Retype exactly the lines below, beginning with the first and ending with the line where "Target: bare tree" appears.

::: DATA UNDER STUDY :::

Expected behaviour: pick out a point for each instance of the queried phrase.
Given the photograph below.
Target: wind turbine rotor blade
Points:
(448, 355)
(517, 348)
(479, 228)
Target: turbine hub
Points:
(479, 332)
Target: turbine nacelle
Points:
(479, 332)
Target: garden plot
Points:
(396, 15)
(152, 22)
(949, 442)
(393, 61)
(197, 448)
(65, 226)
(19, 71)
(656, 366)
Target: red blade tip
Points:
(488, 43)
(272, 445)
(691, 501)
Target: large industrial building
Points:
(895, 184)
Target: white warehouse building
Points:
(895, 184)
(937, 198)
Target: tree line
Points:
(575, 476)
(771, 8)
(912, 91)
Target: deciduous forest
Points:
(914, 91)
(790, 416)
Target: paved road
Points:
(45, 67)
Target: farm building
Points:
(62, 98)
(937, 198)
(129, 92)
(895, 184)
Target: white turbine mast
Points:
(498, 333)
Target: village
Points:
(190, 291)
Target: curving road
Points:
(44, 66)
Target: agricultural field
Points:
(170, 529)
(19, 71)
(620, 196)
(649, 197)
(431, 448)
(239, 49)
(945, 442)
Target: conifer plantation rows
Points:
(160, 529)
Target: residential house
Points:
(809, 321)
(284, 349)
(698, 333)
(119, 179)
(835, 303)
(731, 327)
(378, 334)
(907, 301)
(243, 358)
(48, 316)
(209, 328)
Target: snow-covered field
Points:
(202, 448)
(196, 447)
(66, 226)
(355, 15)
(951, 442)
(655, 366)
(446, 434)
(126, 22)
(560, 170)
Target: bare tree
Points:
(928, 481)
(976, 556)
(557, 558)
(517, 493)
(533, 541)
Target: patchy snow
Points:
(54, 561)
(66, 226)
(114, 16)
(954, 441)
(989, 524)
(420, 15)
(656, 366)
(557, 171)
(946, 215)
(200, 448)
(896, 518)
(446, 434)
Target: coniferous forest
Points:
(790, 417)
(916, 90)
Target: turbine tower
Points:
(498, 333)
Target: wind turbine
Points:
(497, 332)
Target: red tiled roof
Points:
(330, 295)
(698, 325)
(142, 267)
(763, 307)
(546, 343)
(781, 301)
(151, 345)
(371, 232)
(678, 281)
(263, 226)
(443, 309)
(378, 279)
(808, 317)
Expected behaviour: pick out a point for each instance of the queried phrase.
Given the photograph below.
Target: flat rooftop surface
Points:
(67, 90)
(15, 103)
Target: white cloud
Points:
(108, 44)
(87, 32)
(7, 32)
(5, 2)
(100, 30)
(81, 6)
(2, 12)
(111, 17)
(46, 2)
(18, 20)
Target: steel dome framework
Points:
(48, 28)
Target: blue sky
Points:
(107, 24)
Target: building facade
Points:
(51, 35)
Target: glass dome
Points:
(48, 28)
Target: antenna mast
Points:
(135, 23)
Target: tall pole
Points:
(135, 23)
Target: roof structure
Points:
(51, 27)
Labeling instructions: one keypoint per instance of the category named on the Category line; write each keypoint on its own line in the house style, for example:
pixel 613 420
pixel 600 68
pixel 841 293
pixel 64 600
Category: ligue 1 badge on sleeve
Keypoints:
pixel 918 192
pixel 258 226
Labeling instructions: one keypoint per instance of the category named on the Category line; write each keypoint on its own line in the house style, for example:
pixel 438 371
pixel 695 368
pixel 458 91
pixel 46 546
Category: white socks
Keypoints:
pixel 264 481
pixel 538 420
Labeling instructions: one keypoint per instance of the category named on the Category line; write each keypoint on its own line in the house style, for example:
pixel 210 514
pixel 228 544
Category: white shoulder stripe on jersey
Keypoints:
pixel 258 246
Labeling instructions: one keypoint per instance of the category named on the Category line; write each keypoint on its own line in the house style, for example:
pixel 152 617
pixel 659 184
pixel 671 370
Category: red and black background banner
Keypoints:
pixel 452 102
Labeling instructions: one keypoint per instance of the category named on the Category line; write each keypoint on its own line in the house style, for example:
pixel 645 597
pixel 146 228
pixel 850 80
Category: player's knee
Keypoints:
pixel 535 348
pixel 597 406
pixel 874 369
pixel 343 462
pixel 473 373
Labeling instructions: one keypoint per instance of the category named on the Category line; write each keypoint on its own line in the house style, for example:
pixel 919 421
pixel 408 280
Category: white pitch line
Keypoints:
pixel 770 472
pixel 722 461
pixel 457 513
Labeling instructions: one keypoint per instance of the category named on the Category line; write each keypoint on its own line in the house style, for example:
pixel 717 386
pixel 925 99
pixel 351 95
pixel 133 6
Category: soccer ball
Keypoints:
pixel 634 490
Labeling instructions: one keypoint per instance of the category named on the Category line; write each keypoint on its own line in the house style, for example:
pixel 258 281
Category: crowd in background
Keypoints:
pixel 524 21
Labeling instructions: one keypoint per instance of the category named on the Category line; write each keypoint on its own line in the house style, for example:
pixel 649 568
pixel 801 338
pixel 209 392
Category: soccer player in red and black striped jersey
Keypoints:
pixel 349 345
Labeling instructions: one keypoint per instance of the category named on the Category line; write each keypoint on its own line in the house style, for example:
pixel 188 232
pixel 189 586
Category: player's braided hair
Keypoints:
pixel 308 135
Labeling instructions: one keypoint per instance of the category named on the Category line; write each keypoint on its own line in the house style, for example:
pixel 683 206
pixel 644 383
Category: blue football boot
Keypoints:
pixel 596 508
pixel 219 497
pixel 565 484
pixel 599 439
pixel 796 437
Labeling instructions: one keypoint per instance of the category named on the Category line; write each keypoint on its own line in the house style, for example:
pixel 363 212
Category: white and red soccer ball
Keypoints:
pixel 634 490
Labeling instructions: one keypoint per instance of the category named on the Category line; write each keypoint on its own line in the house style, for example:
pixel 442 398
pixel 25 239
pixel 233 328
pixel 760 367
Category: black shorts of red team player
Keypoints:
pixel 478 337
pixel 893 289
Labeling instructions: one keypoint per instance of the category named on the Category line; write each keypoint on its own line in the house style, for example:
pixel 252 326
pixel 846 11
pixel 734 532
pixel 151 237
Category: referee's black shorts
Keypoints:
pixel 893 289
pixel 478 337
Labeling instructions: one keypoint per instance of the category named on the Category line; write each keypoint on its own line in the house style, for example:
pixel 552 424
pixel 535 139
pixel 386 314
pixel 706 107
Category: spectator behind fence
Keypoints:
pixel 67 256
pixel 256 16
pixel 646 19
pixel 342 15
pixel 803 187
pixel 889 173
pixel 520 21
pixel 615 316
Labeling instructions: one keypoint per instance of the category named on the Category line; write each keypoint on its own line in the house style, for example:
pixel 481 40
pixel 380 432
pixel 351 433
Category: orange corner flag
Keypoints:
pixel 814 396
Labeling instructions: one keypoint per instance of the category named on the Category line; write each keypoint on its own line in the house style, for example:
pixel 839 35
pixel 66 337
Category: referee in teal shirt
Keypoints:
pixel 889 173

:::

▸ **RESPONSE AREA**:
Expected behaviour: pick out a point for each instance of the queried phrase.
Given the photograph below.
Target: wind turbine rotor blade
Points:
(448, 355)
(517, 348)
(479, 228)
Target: turbine hub
Points:
(479, 332)
Target: turbine nacelle
Points:
(479, 332)
Target: garden plot
Points:
(396, 15)
(152, 22)
(949, 442)
(393, 61)
(197, 448)
(65, 226)
(19, 71)
(656, 366)
Target: red blade tip
Points:
(488, 43)
(272, 445)
(691, 501)
Target: large industrial building
Points:
(895, 184)
Target: white warehouse building
Points:
(895, 184)
(937, 198)
Target: tree line
Points:
(575, 476)
(771, 8)
(912, 91)
Target: deciduous forest
Points:
(914, 91)
(790, 416)
Target: paved road
Points:
(45, 67)
Target: farm building
Points:
(62, 98)
(937, 198)
(129, 92)
(895, 184)
Target: white turbine mast
Points:
(498, 333)
Target: village
Points:
(190, 291)
Target: curving road
Points:
(44, 66)
Target: agricultural field
Points:
(170, 529)
(19, 71)
(620, 196)
(649, 197)
(431, 448)
(239, 49)
(945, 442)
Target: conifer plantation rows
Points:
(160, 529)
Target: residential house
Points:
(809, 321)
(284, 349)
(698, 333)
(119, 179)
(835, 303)
(731, 327)
(378, 334)
(907, 301)
(243, 358)
(48, 316)
(209, 328)
Target: snow-covered field
Points:
(202, 448)
(196, 447)
(66, 226)
(355, 15)
(951, 442)
(655, 366)
(446, 434)
(126, 22)
(560, 170)
Target: bare tree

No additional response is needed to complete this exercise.